*SELECTED TEXT*.
-- start --

Stedham is a village and parish in the Chichester district of West Sussex, England, on the A272 road  west of Midhurst.
 
The village has a garden centre, social club and a pub, The Hamilton Arms, which has a Thai restaurant. The village shop closed in 1991.

Governance
It lies within the civil parish of Stedham with Iping where the 2011 Census population is included. An electoral ward in the same name exists. At the 2011 Census the ward had a population of 2,114.

Parish history

Church
The parish church of St James is at the north end of the village just above the River Rother. The original church was built c. 1040, however not much of this is left. The upper parts of the church are dated c. 1673. The churchyard contains a yew tree which is thought to be over 2,500 years old.

Domesday Book
The parish (then called Stedeham) was listed in the Domesday Book (1086), in the ancient hundred of Easebourne, as a large settlement having 49 households: 23 villagers, 16 smallholders and 10 slaves. Resources included ploughing land, meadows, woodland, three mills and the church.

-- end --

*PROMPT A*. In the Stedham text, in what year did the village shop close?

*MATERIALS PROVIDED*.
-- start --

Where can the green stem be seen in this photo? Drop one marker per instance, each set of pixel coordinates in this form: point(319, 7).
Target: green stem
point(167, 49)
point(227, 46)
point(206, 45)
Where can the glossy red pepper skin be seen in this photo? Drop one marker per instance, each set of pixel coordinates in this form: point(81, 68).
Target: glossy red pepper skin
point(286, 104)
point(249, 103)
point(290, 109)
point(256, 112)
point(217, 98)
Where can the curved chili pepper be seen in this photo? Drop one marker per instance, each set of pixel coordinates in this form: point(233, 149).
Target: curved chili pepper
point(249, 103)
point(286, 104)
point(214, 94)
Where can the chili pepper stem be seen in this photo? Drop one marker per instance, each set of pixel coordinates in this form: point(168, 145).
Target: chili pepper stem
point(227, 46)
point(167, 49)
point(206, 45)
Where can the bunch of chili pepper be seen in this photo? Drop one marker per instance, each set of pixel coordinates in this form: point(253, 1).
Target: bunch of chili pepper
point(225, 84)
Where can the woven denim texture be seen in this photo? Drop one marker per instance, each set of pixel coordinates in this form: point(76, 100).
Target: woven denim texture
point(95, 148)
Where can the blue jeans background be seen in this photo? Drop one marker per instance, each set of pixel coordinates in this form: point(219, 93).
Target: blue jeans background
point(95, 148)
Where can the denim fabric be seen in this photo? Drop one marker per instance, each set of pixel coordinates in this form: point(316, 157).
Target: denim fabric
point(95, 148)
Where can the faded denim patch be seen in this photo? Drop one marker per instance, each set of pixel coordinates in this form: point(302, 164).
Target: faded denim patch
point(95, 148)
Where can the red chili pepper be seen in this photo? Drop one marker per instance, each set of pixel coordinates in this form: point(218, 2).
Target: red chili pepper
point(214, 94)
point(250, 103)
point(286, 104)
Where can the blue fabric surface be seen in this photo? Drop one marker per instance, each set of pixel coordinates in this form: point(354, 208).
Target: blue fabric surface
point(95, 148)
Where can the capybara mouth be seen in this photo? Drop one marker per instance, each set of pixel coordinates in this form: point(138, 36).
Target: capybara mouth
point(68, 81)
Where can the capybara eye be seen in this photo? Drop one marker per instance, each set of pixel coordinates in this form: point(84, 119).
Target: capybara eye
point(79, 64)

-- end --

*PROMPT B*. Convert the listing into a Markdown table with columns Row and Line, starting with the line containing "Where can the capybara eye" and going on through the last line of the listing. Leave out blank lines.

*FULL OUTPUT A*. 1991

*FULL OUTPUT B*.
| Row | Line |
|---|---|
| 1 | Where can the capybara eye be seen in this photo? Drop one marker per instance, each set of pixel coordinates in this form: point(84, 119). |
| 2 | Target: capybara eye |
| 3 | point(79, 64) |